Of course, the foregoing service ID fields are merely examples and
service IDs of different lengths may be used and the service IDs
may be assigned in a predetermined manner that is agreed upon by
the service provider 104 and the other service providers.
[0047] The request string is passed to the hash function 204, which
may hash the request string in accordance with a cryptographic hash
function. In one example, the hash function may be an SHA-512 hash
function.
[0048] The hashed request string developed by the hash function 204
passes to the secure element 112, which cryptographically signs the
hashed request string and returns token'. The cryptographic signing
function may be an HMAC-SHA512 function, which could use one or
more cryptographic keys that were previously stored in the secure
element and that is known by the Trusted Service Manager 106.
[0049] The token assembler 206 receives the original request string
from the request string generator 202, as well as token' from the
secure element 112 and generates the token. In accordance with one
example, the token may be as follows: version=1; source=handheld;
pin=<device PIN>; timestamp=<UTC>;
serviceid=<serviceId>; token'=<token'>. The fields of
the token that were described are not described again, except to
note that PIN, timestamp, service ID, and token may all be
represented using hexadecimal numbers in string format (e.g.,
0x1234568).
[0050] As explained above, the token includes a mix of information
that is cryptographically signed and that is not cryptographically
signed. Thus, the token validator 120, further detail which is
shown in FIG. 3, can process the token to determine token validity
by comparing the results of a token generation procedure involving
information that is not cryptographically signed with the token
that is cryptographically signed. As shown in FIG. 3 the token
validator 120 includes a secure element key obtainer 302 and a
flexible secure element 304. The secure element key obtainer 302
receives the token and requests the secure element key associated
with the mobile device that created the token. For example, the
secure element key obtainer 302 may make a request to the mobile
secure element key mapping 122 using the PIN provided as part of
the token. Based on the PIN, the mobile secure element key mapping
122 returns the secure element key associated with the PIN. The
secure element key is passed to the flexible secure element 304,
which uses the secure element key along with information provided
in the token in an attempt to duplicate the token'. If the
duplicated token' matches the token' provided in the token, then a
token validity indication is issued that the token is valid.
Conversely, if the duplicated token' does not match the token',
then the indication that the token is not valid is issued. Thus, in
this matter, the trusted service manager 106 may authenticate the
validity of any token received to ensure that the token received
was actually generated by a mobile device 102 seeking provision of
payment services.

** Data lines **
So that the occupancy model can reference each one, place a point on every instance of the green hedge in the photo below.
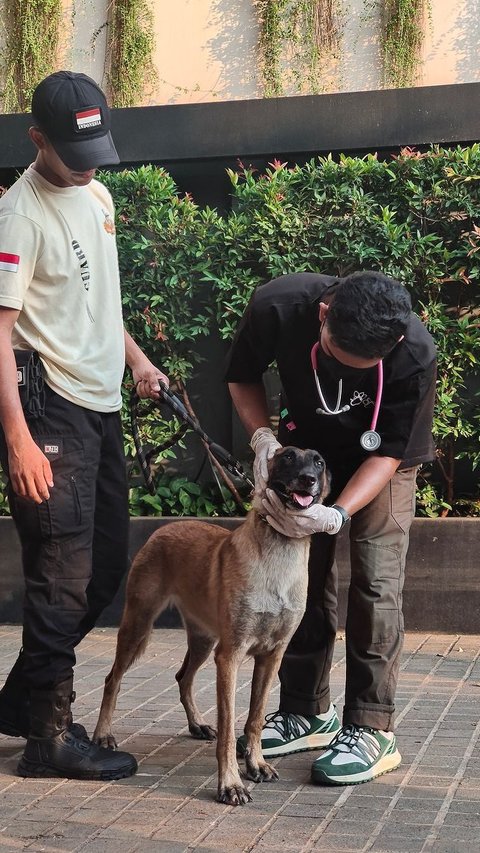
(416, 217)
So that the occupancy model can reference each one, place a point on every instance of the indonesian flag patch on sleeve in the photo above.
(8, 262)
(86, 119)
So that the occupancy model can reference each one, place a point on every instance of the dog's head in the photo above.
(299, 477)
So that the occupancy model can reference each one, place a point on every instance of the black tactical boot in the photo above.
(52, 749)
(15, 705)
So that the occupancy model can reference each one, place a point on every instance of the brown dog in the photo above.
(243, 592)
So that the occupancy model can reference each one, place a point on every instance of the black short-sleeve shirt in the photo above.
(281, 324)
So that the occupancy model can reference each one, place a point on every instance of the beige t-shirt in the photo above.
(59, 268)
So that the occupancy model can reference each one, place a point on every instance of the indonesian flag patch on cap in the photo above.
(9, 262)
(86, 119)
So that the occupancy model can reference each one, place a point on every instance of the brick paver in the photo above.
(431, 803)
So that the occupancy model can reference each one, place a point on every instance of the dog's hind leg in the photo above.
(199, 647)
(132, 640)
(265, 670)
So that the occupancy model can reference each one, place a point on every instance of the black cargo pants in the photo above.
(75, 545)
(379, 535)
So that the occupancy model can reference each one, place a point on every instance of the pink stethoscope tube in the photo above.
(338, 410)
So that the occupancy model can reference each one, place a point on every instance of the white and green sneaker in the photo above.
(285, 733)
(357, 754)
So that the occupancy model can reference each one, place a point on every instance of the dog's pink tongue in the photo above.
(303, 500)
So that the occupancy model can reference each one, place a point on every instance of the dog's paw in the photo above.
(234, 795)
(261, 773)
(202, 732)
(107, 741)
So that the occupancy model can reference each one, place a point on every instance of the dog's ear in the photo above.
(272, 460)
(327, 480)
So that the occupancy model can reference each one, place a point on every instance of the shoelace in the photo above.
(287, 725)
(359, 740)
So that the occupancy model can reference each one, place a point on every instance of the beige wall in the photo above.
(206, 50)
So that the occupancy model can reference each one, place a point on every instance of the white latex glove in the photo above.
(264, 444)
(297, 523)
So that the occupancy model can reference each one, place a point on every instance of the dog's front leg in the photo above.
(265, 670)
(231, 789)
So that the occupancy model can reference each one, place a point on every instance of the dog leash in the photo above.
(223, 457)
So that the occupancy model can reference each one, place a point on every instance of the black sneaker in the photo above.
(71, 757)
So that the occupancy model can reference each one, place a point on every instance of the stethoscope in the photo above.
(370, 439)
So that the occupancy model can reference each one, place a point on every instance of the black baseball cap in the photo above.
(73, 113)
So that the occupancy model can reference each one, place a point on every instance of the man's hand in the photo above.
(264, 444)
(146, 378)
(298, 523)
(30, 471)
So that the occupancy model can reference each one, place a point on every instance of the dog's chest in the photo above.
(278, 581)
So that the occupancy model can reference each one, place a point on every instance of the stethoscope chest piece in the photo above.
(370, 440)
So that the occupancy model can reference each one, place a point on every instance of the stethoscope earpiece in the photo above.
(369, 440)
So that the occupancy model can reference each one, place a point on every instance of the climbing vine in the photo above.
(129, 50)
(32, 35)
(295, 38)
(403, 34)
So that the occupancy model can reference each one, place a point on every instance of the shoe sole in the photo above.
(385, 765)
(38, 771)
(305, 744)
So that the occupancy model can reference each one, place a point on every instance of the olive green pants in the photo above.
(374, 633)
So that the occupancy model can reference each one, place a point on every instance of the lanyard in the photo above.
(369, 440)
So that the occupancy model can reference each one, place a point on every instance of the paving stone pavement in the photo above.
(430, 803)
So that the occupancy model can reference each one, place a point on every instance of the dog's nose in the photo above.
(307, 480)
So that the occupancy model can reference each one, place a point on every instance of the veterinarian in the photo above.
(357, 370)
(63, 451)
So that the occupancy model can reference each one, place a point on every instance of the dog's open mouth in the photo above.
(296, 498)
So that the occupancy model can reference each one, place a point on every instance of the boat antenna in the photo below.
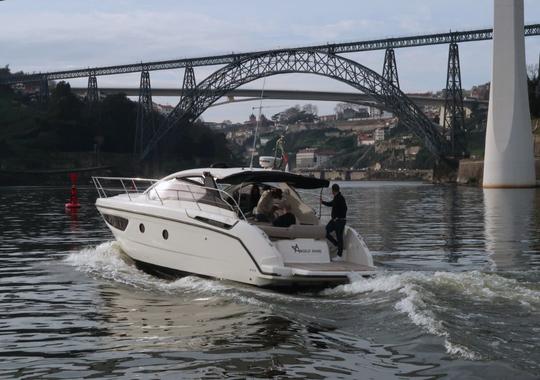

** Requests **
[A] Rewrite the paragraph beginning "The hashed request string developed by the hash function 204" from the secure-token excerpt more briefly, keeping its main facts.
[B] Repeat the part of the secure-token excerpt starting at "Conversely, if the" and ending at "payment services.", word for word.
[C] Pick up the secure-token excerpt after its last sentence and continue it.

** Responses **
[A] The hash function 204 passes the hashed request string to the secure element 112. The secure element signs it cryptographically and returns token'. The signing may use an HMAC-SHA512 function with one or more cryptographic keys. Those keys were stored in the secure element beforehand and are known by the Trusted Service Manager 106.

[B]
Conversely, if the duplicated token' does not match the token',
then the indication that the token is not valid is issued. Thus, in
this matter, the trusted service manager 106 may authenticate the
validity of any token received to ensure that the token received
was actually generated by a mobile device 102 seeking provision of
payment services.

[C]
[0051] Turning now to FIG. 4, an example process 400 includes
communications and processing to provision payment services. The
mobile device 102 receives a card selection from a user interacting
with the mobile device 102 (block 402). The card selection may be
made when a browser of the mobile device 102 interacts with the
service provider 104, or a listing of available card selections may
be previously provided to the mobile device 102. After the card
selection is received (block 402), the mobile device 102 generates
a token (block 404) and sends the token and any additional
information to the service provider 104 (block 406). The service
provider 104 requests token validation from the trusted service
manager 106 (block 408).
[0052] The trusted service manager 106 assesses token validity
(block 410) and sends an indication of token validity to the
service provider 104 (block 412). If the token is indicated to be
valid, the service provider 104 may request the trusted service
manager 106 to execute commands on the mobile device 102 (block
414).
[0053] In response to the request (block 414), the trusted service
manager 106 again assesses token validity (block 416) and, if the
token is valid, executes commands on the mobile device 102 (block
418). As shown in FIG. 4, the trusted service manager 106 may
repeatedly assess token validity to ensure that all commands and
requests being issued related to the mobile device 102 are actually
intended to affect, or are made by, the mobile device 102.
Accordingly, while assessment of token validity is shown in two
instances in FIG. 4, this is merely one example of how frequently
token validity may be assessed. Alternatively, one validity
assessment may be carried out and that assessment may be relied
upon for the duration of the provisioning process.
[0054] In response to the command from the trusted service manager
106, the mobile device 102 executes commands (block 420) and sends
command results to the trusted service manager 106 (block 422). The
trusted service manager 106 forwards the command results to the
service provider 104 (block 424). Alternatively, the mobile device
102 may send command results to the service provider 104 without
sending the command results to the trusted service manager 106. The
service provider 104 evaluates the results (block 426) and, if the
results are favorable, makes a request to the trusted service
manager 106 to request a wallet plug-in (block 428). The trusted
service manager 106 issues a command to install the wallet plug-in
to the mobile device 102 (block 430) and the mobile device installs
the plug-in (block 432). At this point, the service has been
provisioned to the mobile device 102 via installation of the
plug-in (block 432) and the mobile device 102 is now configured to
conduct commercial transactions using the provisioned service.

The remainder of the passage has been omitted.